- _Tasks and exercises_:
A - In the article below on cocaine and HIV infection, what type of white blood cell does HIV infect?
B - Print everything in the cocaine and HIV article from "HIV is a retrovirus" down to "cannot infect them.", word for word.

Segment Start: Text under study

Cocaine and HIV Infection

By Drs. David Niesel and Norbert Herzog

Cocaine and HIV Infection

It is well known that cocaine use increases the chance of acquiring HIV, the virus infection that if left untreated leads to AIDS. It was assumed that needle sharing and increased risky behaviors were the reason for more infections. Some data now argues that cocaine use fundamentally changes cells of the immune system making them more susceptible to HIV infection.

HIV is a retrovirus that infects cells of the immune system that carry the receptors to which HIV binds on their surfaces. The cells are a type of white blood cells called a T lymphocyte or T cell. T cells are important in identifying and hunting down virus infected cells and some of them are critical in orchestrating the immune response. For HIV to successfully infect the T cells, they must be capable of dividing into daughter cells. A large population of T cells in the body are not dividing and hence dormant and HIV cannot infect them.

Anything that activates these dormant cells would increase the cells HIV could infect. Scientists exposed dormant T cells to cocaine and then to HIV. They measured the amount of HIV produced to determine if cocaine influenced the susceptibility of these dormant cells to HIV infection. Exposure to cocaine increases the susceptibility of dormant T cells to HIV infection. These experiments were done in a petri dish, but if this occurs in the body, this would greatly increase the number of cells available for HIV to productively infect in cocaine users. This would increase the likelihood of establishing an HIV infection, likely making the infection more severe and potentially affecting the disease progression.

Segment End: Text under study
Segment Start: Data excerpts

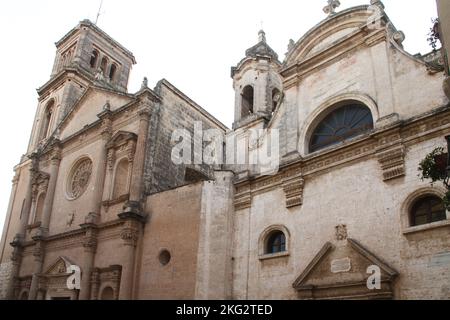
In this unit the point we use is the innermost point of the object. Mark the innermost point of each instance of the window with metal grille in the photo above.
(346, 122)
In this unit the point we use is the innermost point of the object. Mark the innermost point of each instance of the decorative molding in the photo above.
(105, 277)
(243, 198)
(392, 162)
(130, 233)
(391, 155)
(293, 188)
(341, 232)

Segment End: Data excerpts
Segment Start: Data excerpts

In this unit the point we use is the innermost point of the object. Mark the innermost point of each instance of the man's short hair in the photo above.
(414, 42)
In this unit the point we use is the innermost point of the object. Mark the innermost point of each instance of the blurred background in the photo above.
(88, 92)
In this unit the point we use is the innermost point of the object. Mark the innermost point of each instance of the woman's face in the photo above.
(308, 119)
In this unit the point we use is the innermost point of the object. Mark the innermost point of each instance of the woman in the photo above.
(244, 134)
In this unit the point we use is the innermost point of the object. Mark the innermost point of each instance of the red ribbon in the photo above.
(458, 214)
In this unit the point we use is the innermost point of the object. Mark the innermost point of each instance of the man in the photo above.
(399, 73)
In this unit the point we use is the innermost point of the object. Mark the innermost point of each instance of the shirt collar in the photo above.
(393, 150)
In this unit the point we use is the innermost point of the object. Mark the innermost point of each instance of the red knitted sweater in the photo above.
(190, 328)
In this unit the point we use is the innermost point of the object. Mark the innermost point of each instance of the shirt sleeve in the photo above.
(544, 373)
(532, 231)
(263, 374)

Segment End: Data excerpts
Segment Start: Data excerpts

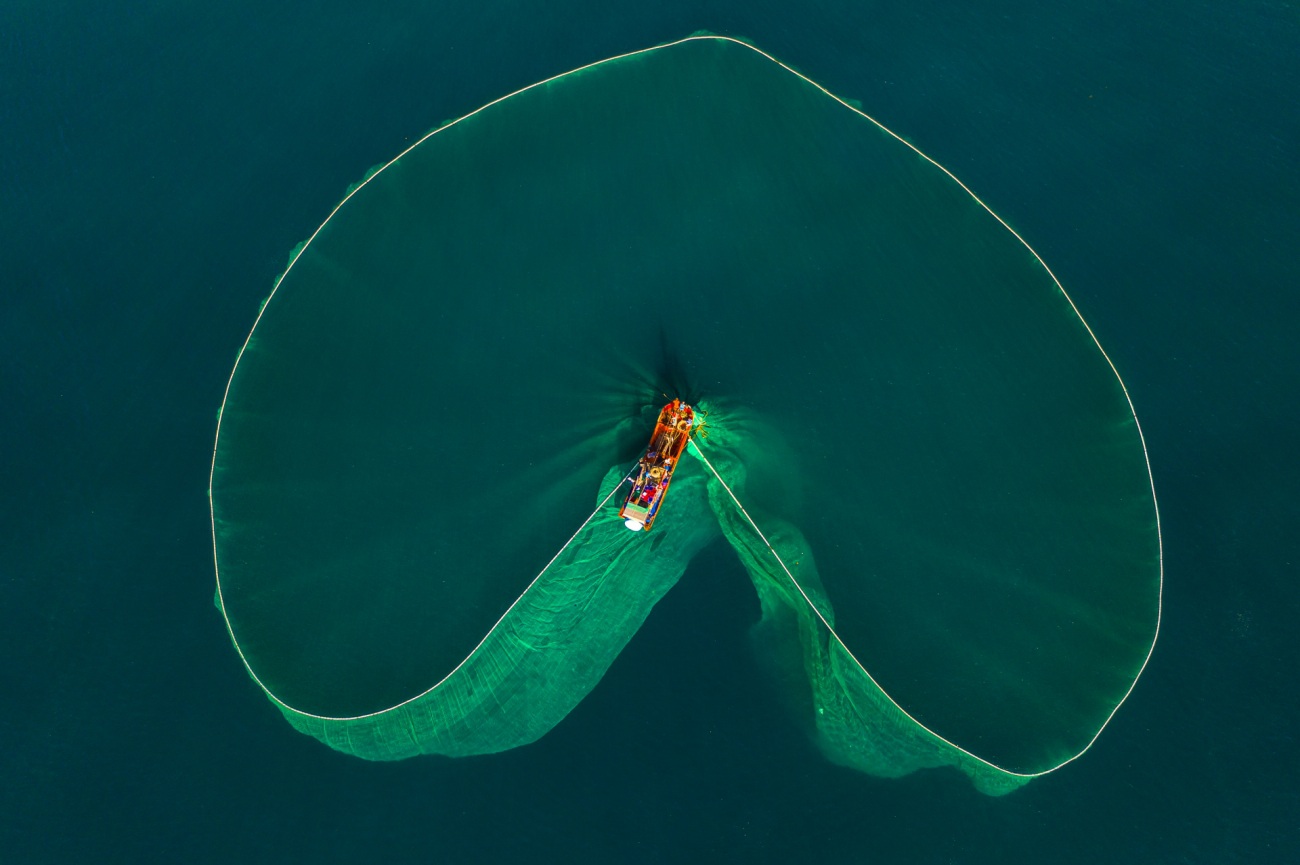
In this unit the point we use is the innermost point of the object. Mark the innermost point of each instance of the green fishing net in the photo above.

Segment End: Data excerpts

- _Task-by-task solutions_:
A - A T lymphocyte, or T cell

B -
HIV is a retrovirus that infects cells of the immune system that carry the receptors to which HIV binds on their surfaces. The cells are a type of white blood cells called a T lymphocyte or T cell. T cells are important in identifying and hunting down virus infected cells and some of them are critical in orchestrating the immune response. For HIV to successfully infect the T cells, they must be capable of dividing into daughter cells. A large population of T cells in the body are not dividing and hence dormant and HIV cannot infect them.